** Begin Source text **
Premature Evaluation: Dirty Projectors - Bitte Orca

From stereogum.com
Let's start with the obvious (or at least obvious for anyone who's heard it): Bitte Orca is, on its own terms, a stunning album. Although the excitement over the record started long before, at least as far back as the first time we'd heard the bright and beautiful "Temecula Sunrise," it's fair to say that "Stillness Is The Move" put the anticipation into overdrive. If not for its ample, arty R&B charms and surprising star-turn for the cut's lead vocalist Amber Coffman, then simply for what it signaled: This was a jam welcoming listeners to the party. In the world of Dirty Projectors, this is a big deal.
Don't get it twisted: this isn't a pop record. (It's not an R&B record, either.) But its nine songs do play like the pay-off for joining Dave Longstreth on his years of recorded self-discovery. Dude's always had a restless mind: At whichever discographic point of entry you chose, his budding brilliance had been readily apparent, casting a revolving door of adept musicians in service of wildly ambitious, cross-pollinated sonic documents. The Glad Fact presented conventional song lengths cloaked in singular and unconventional songwriting sense (and form); The Getty Address, a concept album about a day in the life of one Don Henley, delved into gothic choral arrangements and snatches of R&B; Slaves' Graves & Ballads was a split of beautifully composed symphonic pieces and, well, bedroom ballads; and etc.
** End Source text **
** Begin Listed records **
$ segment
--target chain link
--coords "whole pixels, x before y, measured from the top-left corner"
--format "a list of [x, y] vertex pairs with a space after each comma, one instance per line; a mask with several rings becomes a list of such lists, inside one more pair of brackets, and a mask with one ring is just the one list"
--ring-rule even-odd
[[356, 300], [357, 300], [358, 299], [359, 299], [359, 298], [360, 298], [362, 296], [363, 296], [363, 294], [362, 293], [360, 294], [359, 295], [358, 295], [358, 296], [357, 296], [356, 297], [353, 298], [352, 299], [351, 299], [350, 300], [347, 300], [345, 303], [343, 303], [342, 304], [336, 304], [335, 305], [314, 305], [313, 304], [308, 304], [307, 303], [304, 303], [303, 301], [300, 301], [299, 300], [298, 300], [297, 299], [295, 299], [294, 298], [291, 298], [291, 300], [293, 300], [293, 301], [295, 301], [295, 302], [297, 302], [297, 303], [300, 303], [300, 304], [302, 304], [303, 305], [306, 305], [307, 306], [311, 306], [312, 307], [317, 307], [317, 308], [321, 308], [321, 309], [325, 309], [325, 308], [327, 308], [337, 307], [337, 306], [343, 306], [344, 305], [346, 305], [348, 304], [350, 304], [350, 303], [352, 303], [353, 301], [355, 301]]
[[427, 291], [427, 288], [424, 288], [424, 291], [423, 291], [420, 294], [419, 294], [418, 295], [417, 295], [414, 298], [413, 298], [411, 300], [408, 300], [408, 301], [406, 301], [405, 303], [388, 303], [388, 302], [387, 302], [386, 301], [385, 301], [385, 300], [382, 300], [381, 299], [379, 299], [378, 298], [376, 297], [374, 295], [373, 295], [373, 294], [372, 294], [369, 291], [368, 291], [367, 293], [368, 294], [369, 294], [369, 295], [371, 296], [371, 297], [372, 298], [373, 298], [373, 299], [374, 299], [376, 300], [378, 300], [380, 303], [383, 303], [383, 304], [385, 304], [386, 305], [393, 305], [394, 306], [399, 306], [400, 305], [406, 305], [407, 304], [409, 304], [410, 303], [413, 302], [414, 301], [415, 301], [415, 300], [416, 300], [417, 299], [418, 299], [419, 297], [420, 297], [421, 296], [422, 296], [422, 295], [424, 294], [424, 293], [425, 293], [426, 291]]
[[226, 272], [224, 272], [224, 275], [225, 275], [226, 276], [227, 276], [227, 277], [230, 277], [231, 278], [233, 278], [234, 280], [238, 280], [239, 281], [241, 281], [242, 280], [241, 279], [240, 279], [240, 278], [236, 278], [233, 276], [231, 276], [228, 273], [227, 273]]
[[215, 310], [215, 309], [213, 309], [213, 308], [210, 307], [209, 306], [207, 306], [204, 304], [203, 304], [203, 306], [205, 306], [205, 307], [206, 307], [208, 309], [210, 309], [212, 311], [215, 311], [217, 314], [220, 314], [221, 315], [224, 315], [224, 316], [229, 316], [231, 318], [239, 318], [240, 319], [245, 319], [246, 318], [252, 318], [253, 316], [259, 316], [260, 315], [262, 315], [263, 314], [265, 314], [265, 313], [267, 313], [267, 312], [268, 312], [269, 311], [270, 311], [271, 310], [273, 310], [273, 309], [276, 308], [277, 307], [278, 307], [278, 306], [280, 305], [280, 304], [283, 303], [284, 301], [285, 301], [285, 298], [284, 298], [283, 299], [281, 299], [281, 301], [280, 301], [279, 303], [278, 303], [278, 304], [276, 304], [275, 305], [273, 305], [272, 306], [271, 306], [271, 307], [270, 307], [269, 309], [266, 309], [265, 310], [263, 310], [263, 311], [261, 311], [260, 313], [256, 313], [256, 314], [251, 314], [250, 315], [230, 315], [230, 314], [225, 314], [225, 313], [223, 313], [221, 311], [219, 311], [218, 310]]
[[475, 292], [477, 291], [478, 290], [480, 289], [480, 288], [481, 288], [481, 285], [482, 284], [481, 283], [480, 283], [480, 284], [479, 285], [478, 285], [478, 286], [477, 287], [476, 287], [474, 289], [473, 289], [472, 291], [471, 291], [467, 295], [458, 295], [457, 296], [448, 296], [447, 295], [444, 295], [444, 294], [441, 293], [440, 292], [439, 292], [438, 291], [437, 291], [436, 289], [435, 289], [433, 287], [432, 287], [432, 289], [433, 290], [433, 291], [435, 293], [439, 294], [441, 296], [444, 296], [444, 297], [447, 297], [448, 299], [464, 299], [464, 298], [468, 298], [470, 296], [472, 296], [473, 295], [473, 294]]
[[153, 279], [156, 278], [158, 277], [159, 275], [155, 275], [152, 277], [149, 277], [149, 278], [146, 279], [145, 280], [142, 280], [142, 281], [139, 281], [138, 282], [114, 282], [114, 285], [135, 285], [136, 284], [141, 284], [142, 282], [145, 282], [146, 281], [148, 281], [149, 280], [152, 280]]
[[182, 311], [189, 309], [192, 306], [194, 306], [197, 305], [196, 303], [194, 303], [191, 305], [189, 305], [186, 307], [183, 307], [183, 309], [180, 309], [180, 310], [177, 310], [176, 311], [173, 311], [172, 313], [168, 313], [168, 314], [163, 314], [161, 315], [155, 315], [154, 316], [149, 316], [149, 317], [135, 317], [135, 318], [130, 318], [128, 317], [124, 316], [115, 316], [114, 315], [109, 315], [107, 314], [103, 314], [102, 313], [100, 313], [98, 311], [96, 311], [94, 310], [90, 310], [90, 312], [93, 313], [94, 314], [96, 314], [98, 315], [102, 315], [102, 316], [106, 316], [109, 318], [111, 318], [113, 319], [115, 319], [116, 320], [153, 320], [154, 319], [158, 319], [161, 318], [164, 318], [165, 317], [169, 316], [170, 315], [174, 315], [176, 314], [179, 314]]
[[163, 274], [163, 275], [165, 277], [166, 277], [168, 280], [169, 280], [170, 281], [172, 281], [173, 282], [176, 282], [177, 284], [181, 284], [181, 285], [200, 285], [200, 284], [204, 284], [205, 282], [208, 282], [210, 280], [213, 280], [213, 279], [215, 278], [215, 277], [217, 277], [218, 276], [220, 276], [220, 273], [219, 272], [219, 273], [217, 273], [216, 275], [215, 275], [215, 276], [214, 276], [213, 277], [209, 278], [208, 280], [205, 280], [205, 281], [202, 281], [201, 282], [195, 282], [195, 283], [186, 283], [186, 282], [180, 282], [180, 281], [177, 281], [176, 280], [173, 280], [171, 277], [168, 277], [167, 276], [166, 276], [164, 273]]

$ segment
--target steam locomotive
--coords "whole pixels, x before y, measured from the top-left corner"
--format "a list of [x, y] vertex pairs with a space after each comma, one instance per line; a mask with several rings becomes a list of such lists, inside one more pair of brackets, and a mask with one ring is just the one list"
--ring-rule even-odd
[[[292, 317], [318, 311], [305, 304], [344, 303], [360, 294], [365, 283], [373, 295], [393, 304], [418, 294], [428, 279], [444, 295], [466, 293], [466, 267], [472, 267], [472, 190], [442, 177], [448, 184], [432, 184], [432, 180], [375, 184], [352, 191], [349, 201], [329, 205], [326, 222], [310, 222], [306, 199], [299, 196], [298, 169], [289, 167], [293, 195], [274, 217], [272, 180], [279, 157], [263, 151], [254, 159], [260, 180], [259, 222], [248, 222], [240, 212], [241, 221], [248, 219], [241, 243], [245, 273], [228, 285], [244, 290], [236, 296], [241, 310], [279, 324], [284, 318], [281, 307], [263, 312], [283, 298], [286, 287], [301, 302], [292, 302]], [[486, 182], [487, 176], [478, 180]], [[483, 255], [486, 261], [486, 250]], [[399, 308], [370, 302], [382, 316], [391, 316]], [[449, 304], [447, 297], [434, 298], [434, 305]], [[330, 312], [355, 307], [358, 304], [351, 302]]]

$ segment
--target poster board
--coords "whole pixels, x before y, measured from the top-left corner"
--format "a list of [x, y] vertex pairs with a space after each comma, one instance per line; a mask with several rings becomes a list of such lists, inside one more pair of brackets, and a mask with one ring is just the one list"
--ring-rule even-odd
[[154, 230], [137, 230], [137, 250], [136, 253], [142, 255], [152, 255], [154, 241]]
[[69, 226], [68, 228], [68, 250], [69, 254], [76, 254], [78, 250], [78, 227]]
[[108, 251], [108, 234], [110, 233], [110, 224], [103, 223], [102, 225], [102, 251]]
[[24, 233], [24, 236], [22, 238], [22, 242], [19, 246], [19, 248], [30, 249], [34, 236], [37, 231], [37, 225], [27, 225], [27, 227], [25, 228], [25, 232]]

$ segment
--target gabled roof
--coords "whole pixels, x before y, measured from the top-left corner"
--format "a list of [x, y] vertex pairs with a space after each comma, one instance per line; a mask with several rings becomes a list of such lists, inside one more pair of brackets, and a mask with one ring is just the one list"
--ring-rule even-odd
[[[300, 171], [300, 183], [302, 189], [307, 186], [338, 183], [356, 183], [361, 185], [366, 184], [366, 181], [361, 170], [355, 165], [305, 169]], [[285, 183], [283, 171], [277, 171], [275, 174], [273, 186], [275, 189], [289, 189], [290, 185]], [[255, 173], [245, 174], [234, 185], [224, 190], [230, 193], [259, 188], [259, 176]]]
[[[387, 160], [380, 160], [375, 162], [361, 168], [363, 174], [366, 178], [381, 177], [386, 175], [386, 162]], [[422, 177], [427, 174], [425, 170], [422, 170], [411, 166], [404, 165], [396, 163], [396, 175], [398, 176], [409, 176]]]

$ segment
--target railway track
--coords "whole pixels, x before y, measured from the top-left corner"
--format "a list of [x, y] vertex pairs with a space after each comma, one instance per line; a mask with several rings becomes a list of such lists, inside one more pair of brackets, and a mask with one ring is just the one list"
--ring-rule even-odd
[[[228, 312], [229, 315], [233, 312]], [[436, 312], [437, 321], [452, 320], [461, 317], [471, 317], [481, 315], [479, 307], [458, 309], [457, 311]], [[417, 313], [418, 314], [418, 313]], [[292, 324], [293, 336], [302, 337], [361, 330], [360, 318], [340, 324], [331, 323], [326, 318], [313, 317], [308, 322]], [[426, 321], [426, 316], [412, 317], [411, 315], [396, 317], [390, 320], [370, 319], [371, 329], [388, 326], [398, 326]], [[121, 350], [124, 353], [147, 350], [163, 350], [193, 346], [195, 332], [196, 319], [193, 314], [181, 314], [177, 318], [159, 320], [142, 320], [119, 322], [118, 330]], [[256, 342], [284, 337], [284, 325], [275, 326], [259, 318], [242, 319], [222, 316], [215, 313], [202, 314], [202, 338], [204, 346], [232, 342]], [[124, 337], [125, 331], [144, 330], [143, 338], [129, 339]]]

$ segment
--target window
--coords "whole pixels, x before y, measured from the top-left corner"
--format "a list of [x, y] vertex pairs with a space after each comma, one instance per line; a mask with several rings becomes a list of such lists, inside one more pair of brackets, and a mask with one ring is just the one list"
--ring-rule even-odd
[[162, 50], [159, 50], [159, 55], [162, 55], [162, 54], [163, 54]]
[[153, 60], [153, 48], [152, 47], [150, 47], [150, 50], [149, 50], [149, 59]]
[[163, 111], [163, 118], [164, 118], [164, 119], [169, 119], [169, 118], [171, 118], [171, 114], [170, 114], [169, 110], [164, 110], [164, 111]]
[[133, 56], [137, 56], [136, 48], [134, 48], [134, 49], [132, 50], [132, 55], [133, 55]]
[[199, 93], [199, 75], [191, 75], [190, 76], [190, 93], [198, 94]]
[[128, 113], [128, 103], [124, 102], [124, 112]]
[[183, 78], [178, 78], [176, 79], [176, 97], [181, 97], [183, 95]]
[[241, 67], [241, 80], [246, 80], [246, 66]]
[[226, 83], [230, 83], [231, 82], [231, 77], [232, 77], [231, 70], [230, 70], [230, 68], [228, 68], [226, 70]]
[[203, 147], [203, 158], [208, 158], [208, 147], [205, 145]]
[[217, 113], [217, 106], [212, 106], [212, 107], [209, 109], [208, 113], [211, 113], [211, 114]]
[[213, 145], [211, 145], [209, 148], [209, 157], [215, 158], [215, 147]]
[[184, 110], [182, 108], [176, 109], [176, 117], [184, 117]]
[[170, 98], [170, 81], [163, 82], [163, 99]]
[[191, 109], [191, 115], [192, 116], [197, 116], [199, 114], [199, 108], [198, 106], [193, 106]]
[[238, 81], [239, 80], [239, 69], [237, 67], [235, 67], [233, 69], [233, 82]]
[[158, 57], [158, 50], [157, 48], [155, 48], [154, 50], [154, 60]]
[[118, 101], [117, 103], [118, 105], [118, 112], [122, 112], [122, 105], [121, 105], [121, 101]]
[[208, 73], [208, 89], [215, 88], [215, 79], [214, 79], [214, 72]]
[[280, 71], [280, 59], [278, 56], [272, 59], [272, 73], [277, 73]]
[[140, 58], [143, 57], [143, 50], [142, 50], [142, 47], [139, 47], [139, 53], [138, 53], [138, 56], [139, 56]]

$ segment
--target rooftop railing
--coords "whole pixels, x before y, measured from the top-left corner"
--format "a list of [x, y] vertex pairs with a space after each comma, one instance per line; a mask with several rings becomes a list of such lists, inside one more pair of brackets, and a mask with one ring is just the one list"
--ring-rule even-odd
** End Listed records **
#### [Set tasks]
- 1) Reproduce the passage of the Bitte Orca review starting with "Premature Evaluation: Dirty" and going on through "a big deal.".
- 2) Answer these questions from the Bitte Orca review:
(a) Who is named as lead vocalist on "Stillness Is The Move"?
(b) How many songs does the album contain?
(c) Whose day is the concept album The Getty Address about?

#### [Answers for the exercise]
- 1)
Premature Evaluation: Dirty Projectors - Bitte Orca

From stereogum.com
Let's start with the obvious (or at least obvious for anyone who's heard it): Bitte Orca is, on its own terms, a stunning album. Although the excitement over the record started long before, at least as far back as the first time we'd heard the bright and beautiful "Temecula Sunrise," it's fair to say that "Stillness Is The Move" put the anticipation into overdrive. If not for its ample, arty R&B charms and surprising star-turn for the cut's lead vocalist Amber Coffman, then simply for what it signaled: This was a jam welcoming listeners to the party. In the world of Dirty Projectors, this is a big deal.

- 2)
(a) Amber Coffman
(b) Nine
(c) Don Henley